• BRIEF 1
In the forum thread on mortar, give the passage again starting at "Whatever the correct" and ending at "the best mix.", swapping "hod carrier" for "laborer".
• BRIEF 2
Collect every line of the rows that contains the string "target", matching case exactly.

I think CM was arguing against strong mortar, not for it. That is what I got from his initial post anyway.


----------



## superseal (Feb 4, 2009)

I think it was my previous post that mentioned my distaste of overly rich pointing mixes and then his following comment "strength is not important" that caused the difference of opinion. Could be taken either way and I think thats all it is. 

Dick is definitely a smart guy who fits his profile and I enjoy following his comments. The knowledge he has flows from 5 gal buckets at times :laughing:


----------



## lukachuki (Feb 11, 2005)

Tscarborough said:


> Specifically, this Tech-note:
> 
> http://www.gobrick.com/portals/25/docs/technical notes/tn8b.pdf
> 
> For mortar selection.


I like this snippet copied out of the technical notes.


Simplistic Mortar Selection
The easiest method to select mortar is to remember the following mnemonic:
• Type N for normal brickwork applications
• Type S for stronger brickwork applications

That should cut down on a lot of the chatter around here.:thumbup:


----------



## Supahflid (Mar 22, 2011)

Tscarborough said:


> I think CM was arguing against strong mortar, not for it. That is what I got from his initial post anyway.


If so, I stand corrected. I am sorry if I rubbed anyone wrong, especially concretemasonry.


----------



## Supahflid (Mar 22, 2011)

katoman said:


> Supra - yep, we get it all. Long winters though, the really hot days like that are for only a couple of weeks. It's around freezing temp here now.
> 
> Spring is coming :clap:


We are opposite. We may only have ten or so days a year that freeze. We did have snow two or three times this year and that is unusual. We have already had some ninety degree days and in another month, we will consistently have ninety plus days. It was about eighty five or so today and we have been sitting on the porch all evening enjoying the sixty five or so degree weather.

You aren't going to tell me who the two Canucks were I was trying to think of?


----------



## Supahflid (Mar 22, 2011)

lukachuki said:


> That should cut down on a lot of the chatter around here.:thumbup:



Sometimes, I don't know when to be quiet, so, I'll try to practice that more.:whistling (I think I said that same thing to you in another thread)


----------



## stuart45 (Oct 7, 2009)

Whatever the correct mix is, on many sites you are depending on a hod carrier with 2 weeks experience and a hangover to get the right gauge.
When using a shovel to gauge they often put 6 massive great ones of sand and a level one of cement. I have known mortar to fail on jobs which when analysed was about 20/1.
Compare them to the lime gangs of 500 years ago who were regarded in the same light as stonemasons etc. They would often spend a month in the area before the job started to access the climate, materials etc, and type of lime available to decide on the best mix.


----------



## bytor (Jan 23, 2010)

Supahflid said:


> You aren't going to tell me who the two Canucks were I was trying to think of?



Bob and Doug MacKenzie perhaps?

Take off eh!


----------



## Supahflid (Mar 22, 2011)

bytor said:


> Bob and Doug MacKenzie perhaps?
> 
> Take off eh!


Bingo!!! We have a winner!!! Take off you hoser!! I have racking my brain trying to remember those two.

Bytor, is that name a Rush reference?


----------



## superseal (Feb 4, 2009)

Bytor, where u been? - i miss those chunky monkey pictures


----------

• EXTRACTED DATA
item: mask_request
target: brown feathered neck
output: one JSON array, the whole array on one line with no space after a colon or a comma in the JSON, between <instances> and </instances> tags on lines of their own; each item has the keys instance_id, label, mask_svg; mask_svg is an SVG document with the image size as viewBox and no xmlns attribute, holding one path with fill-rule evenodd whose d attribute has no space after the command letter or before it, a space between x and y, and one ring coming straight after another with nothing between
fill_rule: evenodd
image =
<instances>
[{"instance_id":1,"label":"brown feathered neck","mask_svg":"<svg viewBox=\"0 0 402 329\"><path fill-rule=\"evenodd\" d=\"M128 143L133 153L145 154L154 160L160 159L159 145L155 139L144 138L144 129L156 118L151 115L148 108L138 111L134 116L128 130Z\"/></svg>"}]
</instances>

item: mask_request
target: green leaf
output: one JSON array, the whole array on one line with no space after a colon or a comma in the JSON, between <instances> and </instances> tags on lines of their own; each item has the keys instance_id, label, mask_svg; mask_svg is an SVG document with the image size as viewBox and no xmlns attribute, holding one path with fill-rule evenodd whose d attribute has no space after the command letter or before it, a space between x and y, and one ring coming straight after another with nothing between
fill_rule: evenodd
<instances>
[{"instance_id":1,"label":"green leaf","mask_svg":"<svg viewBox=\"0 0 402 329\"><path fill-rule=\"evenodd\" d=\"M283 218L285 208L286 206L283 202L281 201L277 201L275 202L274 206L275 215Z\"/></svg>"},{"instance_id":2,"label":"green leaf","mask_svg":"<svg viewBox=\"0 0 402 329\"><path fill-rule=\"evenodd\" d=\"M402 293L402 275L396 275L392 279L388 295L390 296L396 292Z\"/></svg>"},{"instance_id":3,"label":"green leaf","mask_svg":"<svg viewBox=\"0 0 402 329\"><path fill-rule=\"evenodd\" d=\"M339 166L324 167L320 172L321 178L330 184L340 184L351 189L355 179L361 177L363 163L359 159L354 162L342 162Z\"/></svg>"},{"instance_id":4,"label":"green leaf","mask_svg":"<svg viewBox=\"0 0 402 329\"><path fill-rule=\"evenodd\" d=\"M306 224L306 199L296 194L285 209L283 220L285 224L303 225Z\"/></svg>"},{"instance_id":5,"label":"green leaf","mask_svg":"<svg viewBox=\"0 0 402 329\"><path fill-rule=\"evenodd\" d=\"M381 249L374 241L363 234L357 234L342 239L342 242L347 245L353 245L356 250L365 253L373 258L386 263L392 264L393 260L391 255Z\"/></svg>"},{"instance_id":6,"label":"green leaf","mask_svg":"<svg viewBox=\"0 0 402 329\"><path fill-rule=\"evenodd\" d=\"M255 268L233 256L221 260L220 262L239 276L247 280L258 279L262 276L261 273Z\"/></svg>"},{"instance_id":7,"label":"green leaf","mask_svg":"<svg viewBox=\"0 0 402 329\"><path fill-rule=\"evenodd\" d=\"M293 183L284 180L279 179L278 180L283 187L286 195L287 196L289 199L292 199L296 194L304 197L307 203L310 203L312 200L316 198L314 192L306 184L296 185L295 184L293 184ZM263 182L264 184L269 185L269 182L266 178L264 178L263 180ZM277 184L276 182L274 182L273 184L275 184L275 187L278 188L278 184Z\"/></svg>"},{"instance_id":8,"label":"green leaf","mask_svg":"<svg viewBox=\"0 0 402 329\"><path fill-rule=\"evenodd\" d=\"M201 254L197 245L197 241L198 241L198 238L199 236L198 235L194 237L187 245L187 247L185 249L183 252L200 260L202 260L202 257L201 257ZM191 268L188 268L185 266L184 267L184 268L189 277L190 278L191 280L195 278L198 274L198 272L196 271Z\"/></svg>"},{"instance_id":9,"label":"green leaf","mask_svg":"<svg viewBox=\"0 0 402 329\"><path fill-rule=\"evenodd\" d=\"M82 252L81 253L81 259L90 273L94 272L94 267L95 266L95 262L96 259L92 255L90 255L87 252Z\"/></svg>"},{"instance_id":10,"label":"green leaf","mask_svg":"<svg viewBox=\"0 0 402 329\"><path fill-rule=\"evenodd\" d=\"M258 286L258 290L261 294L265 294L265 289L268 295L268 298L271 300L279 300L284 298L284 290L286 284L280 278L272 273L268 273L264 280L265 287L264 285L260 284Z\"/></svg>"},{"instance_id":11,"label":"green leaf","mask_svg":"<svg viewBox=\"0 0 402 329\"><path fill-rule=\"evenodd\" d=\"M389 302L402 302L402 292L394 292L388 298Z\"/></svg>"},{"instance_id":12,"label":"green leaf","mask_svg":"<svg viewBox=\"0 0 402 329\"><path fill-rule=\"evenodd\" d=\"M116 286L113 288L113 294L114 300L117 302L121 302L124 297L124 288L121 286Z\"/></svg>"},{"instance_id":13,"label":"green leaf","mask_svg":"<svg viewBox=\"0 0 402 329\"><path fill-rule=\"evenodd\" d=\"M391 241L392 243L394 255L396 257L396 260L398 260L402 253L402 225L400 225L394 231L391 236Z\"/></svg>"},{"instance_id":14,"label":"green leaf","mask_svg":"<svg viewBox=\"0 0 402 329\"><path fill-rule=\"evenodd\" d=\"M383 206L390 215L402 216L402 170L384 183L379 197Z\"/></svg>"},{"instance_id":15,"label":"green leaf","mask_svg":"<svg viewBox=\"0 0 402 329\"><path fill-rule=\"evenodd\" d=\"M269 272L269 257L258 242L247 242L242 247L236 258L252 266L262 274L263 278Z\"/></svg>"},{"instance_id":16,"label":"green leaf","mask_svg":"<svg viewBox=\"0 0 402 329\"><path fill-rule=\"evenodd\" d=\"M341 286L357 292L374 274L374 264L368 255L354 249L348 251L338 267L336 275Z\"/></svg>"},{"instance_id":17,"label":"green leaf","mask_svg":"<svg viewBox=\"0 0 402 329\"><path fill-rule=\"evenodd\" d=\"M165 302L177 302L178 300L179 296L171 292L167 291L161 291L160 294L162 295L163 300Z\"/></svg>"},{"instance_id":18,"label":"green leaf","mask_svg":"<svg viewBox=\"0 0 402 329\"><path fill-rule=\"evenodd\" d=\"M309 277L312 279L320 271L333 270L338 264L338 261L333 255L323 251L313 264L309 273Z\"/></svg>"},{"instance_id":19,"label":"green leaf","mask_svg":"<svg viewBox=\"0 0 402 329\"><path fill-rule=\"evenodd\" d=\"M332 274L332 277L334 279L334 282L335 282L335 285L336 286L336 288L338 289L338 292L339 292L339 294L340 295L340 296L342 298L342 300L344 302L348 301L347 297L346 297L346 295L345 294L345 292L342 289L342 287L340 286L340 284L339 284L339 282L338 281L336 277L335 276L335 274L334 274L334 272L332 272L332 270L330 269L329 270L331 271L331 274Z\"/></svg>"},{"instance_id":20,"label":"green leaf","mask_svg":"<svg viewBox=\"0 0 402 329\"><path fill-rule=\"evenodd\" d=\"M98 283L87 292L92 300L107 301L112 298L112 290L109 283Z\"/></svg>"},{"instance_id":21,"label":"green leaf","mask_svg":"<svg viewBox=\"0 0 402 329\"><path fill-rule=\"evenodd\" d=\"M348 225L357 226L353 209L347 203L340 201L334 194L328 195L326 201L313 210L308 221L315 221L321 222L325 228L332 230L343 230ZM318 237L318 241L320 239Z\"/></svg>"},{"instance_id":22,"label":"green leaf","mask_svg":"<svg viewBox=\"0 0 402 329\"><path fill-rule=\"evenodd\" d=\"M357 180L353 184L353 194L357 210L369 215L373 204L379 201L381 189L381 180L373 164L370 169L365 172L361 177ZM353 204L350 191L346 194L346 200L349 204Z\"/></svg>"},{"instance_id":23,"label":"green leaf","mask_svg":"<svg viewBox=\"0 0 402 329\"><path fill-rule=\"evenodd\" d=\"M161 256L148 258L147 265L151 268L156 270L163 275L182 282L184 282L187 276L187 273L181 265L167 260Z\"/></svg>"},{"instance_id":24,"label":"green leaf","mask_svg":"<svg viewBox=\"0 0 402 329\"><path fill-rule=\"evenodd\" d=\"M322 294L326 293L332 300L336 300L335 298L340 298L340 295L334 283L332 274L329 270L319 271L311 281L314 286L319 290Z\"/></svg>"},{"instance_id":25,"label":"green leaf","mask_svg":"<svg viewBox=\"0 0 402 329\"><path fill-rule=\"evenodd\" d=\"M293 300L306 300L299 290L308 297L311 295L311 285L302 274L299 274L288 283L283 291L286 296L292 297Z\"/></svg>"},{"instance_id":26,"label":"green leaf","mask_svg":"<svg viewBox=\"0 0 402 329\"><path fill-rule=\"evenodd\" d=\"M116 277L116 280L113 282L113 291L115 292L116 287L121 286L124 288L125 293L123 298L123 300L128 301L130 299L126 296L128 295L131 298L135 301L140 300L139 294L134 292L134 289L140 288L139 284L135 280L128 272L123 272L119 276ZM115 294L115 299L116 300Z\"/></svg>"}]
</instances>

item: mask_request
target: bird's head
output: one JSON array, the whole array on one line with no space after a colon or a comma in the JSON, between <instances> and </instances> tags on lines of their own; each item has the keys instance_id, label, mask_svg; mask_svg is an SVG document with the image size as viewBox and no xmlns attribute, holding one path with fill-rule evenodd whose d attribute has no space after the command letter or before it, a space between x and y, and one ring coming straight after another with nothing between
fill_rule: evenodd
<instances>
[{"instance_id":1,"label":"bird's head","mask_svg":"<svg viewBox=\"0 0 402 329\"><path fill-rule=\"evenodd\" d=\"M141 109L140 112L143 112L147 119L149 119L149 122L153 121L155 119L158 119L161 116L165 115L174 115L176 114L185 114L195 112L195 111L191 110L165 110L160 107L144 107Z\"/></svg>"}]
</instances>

• WRITTEN SOLUTION 1
Whatever the correct mix is, on many sites you are depending on a laborer with 2 weeks experience and a hangover to get the right gauge.
When using a shovel to gauge they often put 6 massive great ones of sand and a level one of cement. I have known mortar to fail on jobs which when analysed was about 20/1.
Compare them to the lime gangs of 500 years ago who were regarded in the same light as stonemasons etc. They would often spend a month in the area before the job started to access the climate, materials etc, and type of lime available to decide on the best mix.

• WRITTEN SOLUTION 2
target: brown feathered neck
target: green leaf
target: bird's head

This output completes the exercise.